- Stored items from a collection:
----

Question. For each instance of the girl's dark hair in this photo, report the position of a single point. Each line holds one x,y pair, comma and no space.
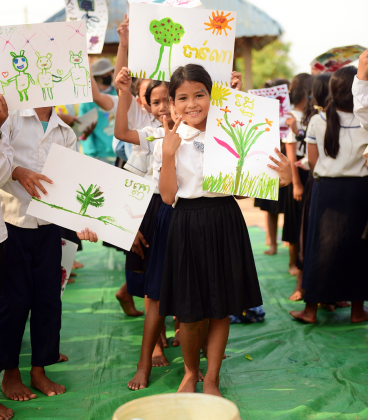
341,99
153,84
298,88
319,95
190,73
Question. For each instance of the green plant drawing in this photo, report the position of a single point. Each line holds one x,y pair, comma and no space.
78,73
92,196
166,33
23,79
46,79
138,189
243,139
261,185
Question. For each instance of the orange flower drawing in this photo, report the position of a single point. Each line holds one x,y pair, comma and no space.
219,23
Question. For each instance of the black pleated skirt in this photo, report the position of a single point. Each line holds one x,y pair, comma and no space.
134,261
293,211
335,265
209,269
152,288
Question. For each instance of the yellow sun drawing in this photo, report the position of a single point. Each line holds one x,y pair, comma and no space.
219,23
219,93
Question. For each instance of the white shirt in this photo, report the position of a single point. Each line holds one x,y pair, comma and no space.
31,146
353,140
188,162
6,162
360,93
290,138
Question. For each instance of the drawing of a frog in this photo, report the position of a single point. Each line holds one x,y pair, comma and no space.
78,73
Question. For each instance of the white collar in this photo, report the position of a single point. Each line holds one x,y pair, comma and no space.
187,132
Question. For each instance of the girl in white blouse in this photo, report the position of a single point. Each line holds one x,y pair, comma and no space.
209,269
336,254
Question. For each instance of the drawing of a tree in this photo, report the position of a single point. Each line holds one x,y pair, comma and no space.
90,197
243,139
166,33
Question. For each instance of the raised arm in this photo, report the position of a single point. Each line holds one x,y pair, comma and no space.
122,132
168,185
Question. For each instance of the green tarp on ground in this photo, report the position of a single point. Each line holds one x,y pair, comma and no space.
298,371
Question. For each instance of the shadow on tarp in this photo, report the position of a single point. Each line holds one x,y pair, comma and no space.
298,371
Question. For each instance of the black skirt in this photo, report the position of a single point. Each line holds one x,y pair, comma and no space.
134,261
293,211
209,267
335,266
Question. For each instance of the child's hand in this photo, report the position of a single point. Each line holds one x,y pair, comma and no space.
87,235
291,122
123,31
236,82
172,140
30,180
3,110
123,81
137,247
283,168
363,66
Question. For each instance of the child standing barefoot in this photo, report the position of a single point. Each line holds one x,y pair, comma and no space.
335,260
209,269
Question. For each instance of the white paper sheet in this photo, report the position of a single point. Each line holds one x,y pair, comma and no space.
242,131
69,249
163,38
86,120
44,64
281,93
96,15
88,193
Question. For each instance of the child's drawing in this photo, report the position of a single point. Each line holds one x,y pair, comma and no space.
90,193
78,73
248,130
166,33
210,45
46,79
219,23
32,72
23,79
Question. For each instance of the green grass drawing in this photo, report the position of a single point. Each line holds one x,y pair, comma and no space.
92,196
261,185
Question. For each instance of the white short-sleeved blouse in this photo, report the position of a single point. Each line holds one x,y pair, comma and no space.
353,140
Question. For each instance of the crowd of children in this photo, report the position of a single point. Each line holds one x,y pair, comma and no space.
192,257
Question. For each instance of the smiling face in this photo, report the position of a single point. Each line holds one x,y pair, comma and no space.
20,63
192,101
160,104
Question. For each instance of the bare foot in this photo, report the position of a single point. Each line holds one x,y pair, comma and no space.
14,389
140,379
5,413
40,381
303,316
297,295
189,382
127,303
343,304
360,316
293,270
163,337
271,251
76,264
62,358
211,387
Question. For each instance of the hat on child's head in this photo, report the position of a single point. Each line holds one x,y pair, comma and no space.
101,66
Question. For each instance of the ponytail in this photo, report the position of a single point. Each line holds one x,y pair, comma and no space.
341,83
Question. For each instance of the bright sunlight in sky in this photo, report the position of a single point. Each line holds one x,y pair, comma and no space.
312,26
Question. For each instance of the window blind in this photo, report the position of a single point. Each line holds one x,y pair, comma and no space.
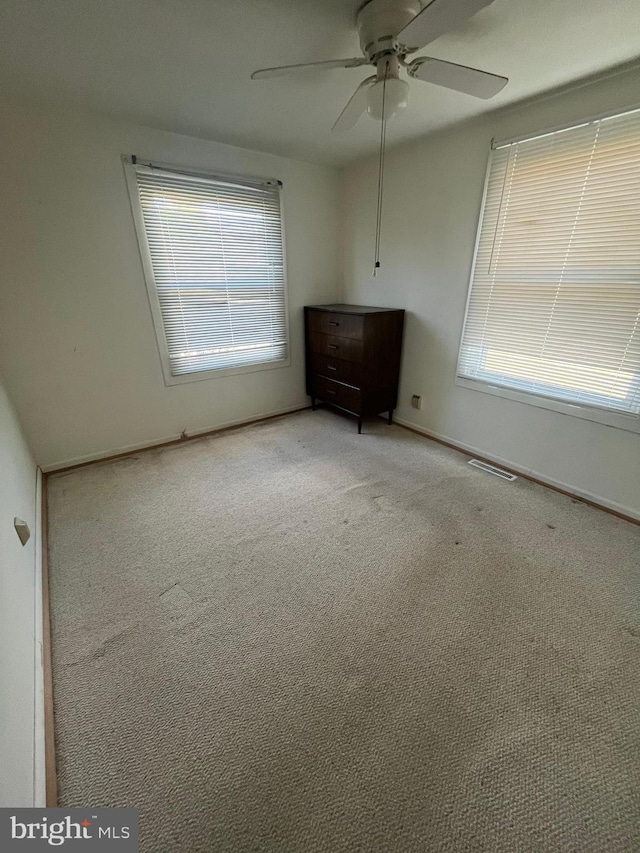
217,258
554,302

----

- What you are asked to do: Give back every record precisely as it stands, without the images.

- Result of the task:
Question. For each instance of the girl's dark hair in this photo, report the position of a single point. Each line holds one x,y pair, comma and no space.
341,99
153,84
298,88
319,95
190,73
Question. For each instance of the green plant drawing in this photo, report the position of a single point. Each line holds one x,y pair, comma and no space.
78,73
92,196
166,33
23,79
46,79
138,189
243,139
261,185
Question. For each instance of the orange flower drawing in this photo, report the position of a single point. Each line holds one x,y pair, comma and no space.
219,23
Question. For each instance of the black pleated skirt in this photo, report the position of a single point. Each line holds one x,y pair, comma and no space.
134,261
293,211
335,265
209,269
152,288
Question. For each instance of the yellow sun drawing in this photo, report the position of a single point. Each line holds one x,y pair, comma and no space.
219,23
219,93
Question. For each instance of the white shirt in this photo, report the position of a single point. Each line holds one x,y pair, comma and no space.
31,146
353,140
188,162
6,162
360,93
290,138
Question. For each instance of the drawing of a frog in this photo, report the position of a single point. Each line holds one x,y pair, comma and no space.
78,73
Question. For each instance of the white collar in this photo, report the position of a single point. Each line holds one x,y pair, comma and no space.
187,132
Question. For each instance of the girl in white blouse in this photo, report the position of a single point. Each line holds one x,y pair, comma and no space.
209,269
336,254
Question. For each instance of the drawing of a tree in this photo, report the position of a single point. Each line holds one x,y pair, comma and no space.
90,197
243,139
166,33
Question. For each instance of the raised arm in this photo, report the position of a single point. Each line holds one x,y pair, comma and no space.
122,132
168,185
Question. For each instance of the green tarp on ground in this photo, report the position of a single point. Each line holds one x,y pair, comma and no space.
298,371
Question. For each instance of the shadow on tarp in this photo, report the position of a single point. Each line holds one x,y pair, comma and no space.
298,371
Question. For each instance of the black skirt in this photo, report the position of a single point. Each line holds one x,y pair, comma and no space.
134,261
293,211
209,267
335,266
Question. For each instance of the child's hand in this photo, report the position of a single point. Each line holds one x,y pair, comma and no space.
87,235
291,122
123,31
236,82
172,140
30,180
3,110
123,81
137,247
283,168
363,66
Question. For each instance of the child standing barefoot in this photo, report the position of a single point. Each line holds one x,y pair, comma and no space.
335,260
209,269
Question. For each instance of the white paper sheet in this photo, report the position of a single point. Each line holds one x,y pair, comma and no space.
242,131
69,249
163,38
86,120
44,64
281,93
96,15
88,193
Question. For each instance of the child's drawing in this photo, report the position of a single point. Each line holds one x,y pair, comma and no space.
90,193
78,73
248,130
166,33
210,45
46,79
219,23
32,72
23,79
Question. For each instance of the green grass drawing in this photo, report the position of a single point. Each line holds one x,y pair, comma and no space.
92,196
261,185
Question. For each instance of the white short-sleeved blouse in this photo, report the position of a single point. Each line holds one x,y pair, comma and no space.
353,140
Question. For each instance of the crowd of children in this photo, report the position of a single point. Each line holds one x,y pair, comma and no space.
192,257
Question. For each instance of the smiling face in this photo, report the position of a single point. Each line holds one x,y pair, comma and no space.
20,63
192,101
160,104
Question. For each instance of the bare foot in this photo, report the position of a single point. Each line holds one x,y pair, comma and no space.
14,389
140,379
5,413
40,381
303,316
297,295
189,382
127,303
343,304
360,316
293,270
163,337
271,251
76,264
62,358
211,387
Question. For each instance of the hat on child's head in this photo, report the position of a single point. Each line holds one x,y pair, comma and no space.
101,66
Question. For each instance of the ponytail in this photo, report the position of a single point. Each line holds one x,y pair, comma and no space.
341,83
Question. For each instance of the bright sunlight in sky in this photo, report the position of a single point. Each line holds one x,y pair, comma and no space.
312,26
Question. For each instance of the window blind in this photo, report the position of a single point. Each line holds one x,y pair, comma and no space.
217,258
554,302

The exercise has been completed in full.